• _YOUR GOAL_: In the text on the cup rounds, translate into Spanish the sentence "The round was played between 17 March and 4 August 2021, in a single knock-out match format."

The identity of seven teams from Torneo Federal A were not known at the time of the draw.

===Round of 64===
The Round of 64 had 13 qualified teams from the Regional Round (13 teams from Torneo Federal A), 13 qualified teams from the Metropolitan Zone (6 teams from Primera B Metropolitana; 4 teams from Primera C and 3 teams from Primera D), 14 teams from Primera B Nacional and 24 teams from Primera División. The round was played between 25 February 2020 and 17 March 2021, in a single knock-out match format. The 32 winning teams advanced to the Round of 32.

===Round of 32===
This round had 32 qualified teams from the Round of 64. The round was played between 17 March and 4 August 2021, in a single knock-out match format. The 16 winning teams advanced to the Round of 16.

===Round of 16===
This round had the 16 qualified teams from the Round of 32. The round was played between 13 July and 22 September 2021, in a single knock-out match format. The 8 winning teams advanced to the Quarterfinals.

===Quarterfinals===
This round had the 8 qualified teams from the Round of 16. The round was played between 22 September and 13 October 2021, in a single knock-out match format. The 4 winning teams advanced to the Semifinals.

===Semifinals===
This round had the 4 qualified teams from the Quarterfinals. The round was played between 3 November and 1 December 2021, in a single knock-out match format. The 2 winning teams advanced to the Final.

• _SUPPLIED RECORDS_:
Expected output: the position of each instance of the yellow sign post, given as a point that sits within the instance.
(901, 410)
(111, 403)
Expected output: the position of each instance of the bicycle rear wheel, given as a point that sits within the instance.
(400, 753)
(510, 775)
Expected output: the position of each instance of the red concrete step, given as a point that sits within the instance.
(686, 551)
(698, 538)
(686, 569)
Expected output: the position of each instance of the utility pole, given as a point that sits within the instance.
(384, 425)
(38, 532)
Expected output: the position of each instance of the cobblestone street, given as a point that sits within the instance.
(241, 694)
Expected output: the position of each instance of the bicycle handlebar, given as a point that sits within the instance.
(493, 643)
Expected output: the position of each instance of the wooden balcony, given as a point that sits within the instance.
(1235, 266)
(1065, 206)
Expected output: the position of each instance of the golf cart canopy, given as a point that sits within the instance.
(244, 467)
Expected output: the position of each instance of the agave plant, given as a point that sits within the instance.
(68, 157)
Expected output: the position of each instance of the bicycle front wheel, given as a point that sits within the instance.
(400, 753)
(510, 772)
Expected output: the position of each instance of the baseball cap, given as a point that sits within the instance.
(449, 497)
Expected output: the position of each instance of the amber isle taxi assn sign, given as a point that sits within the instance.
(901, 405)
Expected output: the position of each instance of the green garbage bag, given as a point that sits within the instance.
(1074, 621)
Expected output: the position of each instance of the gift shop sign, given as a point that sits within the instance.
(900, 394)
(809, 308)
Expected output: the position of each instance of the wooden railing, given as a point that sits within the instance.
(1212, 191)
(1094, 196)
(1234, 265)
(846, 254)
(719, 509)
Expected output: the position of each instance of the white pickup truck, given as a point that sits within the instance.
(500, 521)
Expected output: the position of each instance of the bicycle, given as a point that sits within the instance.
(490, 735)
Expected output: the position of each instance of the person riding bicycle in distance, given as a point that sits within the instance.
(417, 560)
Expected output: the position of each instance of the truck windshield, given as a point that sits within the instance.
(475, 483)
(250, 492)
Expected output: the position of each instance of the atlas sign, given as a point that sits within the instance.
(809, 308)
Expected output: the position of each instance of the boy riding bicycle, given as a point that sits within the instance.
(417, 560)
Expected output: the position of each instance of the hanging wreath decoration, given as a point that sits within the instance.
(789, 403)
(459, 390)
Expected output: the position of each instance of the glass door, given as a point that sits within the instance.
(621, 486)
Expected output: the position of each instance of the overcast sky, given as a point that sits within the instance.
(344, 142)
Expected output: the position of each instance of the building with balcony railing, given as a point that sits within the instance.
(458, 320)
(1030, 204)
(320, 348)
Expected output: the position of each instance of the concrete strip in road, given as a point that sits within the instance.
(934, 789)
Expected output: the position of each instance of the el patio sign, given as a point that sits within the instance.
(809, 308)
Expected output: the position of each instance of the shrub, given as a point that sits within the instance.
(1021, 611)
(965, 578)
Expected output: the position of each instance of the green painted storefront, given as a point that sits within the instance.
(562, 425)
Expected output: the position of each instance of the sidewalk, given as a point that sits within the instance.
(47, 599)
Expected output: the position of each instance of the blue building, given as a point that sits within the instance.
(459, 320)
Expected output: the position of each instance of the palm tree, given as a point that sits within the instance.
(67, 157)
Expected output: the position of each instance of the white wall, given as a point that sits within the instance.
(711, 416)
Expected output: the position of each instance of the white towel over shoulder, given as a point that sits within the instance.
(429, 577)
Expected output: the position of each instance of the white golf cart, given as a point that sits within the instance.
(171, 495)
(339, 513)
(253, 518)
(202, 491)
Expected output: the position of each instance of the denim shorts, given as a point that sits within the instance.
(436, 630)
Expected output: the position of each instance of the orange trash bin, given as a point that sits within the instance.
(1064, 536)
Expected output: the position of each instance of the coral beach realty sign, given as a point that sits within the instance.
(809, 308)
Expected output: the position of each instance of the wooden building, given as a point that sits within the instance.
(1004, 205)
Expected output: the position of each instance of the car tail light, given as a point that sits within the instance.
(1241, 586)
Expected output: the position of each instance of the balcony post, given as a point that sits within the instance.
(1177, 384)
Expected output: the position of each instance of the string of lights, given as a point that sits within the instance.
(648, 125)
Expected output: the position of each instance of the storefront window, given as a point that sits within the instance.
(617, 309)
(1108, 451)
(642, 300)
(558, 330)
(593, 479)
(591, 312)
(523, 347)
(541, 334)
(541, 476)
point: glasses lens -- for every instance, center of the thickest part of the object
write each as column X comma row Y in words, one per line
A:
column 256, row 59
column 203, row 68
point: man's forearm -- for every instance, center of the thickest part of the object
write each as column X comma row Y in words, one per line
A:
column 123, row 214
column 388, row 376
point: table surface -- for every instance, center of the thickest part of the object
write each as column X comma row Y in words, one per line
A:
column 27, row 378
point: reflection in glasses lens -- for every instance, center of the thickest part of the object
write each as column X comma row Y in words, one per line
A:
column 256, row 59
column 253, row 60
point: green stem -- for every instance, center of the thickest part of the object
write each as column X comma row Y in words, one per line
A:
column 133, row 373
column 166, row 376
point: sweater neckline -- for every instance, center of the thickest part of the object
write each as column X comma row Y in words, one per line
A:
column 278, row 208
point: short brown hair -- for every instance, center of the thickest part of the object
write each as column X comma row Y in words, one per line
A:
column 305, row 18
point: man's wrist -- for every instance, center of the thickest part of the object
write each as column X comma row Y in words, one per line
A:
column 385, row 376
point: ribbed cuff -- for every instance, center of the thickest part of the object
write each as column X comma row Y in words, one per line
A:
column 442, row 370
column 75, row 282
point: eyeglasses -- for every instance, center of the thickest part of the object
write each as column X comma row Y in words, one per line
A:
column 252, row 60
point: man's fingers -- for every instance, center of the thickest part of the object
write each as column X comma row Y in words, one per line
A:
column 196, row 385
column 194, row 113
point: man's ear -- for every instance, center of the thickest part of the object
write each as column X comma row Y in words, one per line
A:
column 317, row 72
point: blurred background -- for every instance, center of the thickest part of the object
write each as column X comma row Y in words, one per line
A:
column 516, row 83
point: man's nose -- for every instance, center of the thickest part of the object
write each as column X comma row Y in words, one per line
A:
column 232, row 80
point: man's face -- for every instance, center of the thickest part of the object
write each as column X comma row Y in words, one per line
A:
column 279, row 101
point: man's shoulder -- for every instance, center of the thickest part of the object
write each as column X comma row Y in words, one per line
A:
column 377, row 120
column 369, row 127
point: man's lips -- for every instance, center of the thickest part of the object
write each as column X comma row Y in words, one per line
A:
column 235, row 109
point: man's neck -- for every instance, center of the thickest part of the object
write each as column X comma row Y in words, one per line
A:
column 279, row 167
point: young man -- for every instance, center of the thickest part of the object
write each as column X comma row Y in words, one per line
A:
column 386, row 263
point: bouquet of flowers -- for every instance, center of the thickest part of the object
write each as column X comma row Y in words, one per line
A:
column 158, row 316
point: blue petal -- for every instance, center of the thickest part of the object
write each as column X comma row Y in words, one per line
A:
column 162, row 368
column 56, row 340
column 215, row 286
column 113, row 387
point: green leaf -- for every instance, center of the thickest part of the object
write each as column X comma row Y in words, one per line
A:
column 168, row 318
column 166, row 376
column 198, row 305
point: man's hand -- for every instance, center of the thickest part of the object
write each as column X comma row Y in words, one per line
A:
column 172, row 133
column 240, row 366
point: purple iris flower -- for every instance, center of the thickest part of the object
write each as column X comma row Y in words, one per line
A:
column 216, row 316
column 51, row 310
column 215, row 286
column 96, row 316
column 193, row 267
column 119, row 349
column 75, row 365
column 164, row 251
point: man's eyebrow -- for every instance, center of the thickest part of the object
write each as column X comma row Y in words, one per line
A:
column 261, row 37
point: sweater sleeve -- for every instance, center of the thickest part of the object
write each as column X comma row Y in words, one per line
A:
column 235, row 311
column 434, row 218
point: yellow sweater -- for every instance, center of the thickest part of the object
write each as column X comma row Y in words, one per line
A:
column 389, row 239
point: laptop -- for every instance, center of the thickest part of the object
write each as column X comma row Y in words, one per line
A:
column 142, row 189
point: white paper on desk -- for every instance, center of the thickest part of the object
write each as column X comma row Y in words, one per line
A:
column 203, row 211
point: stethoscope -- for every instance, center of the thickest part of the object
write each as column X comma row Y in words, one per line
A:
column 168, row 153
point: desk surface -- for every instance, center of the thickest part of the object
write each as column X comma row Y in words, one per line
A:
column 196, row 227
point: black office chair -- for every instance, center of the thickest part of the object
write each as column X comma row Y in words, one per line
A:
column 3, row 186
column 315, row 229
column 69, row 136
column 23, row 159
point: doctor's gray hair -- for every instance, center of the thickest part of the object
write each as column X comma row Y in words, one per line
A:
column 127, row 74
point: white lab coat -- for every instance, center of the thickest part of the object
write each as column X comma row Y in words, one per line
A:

• _EXERCISE ANSWER_: La ronda se disputó entre el 17 de marzo y el 4 de agosto de 2021, en un formato de partido único de eliminación directa.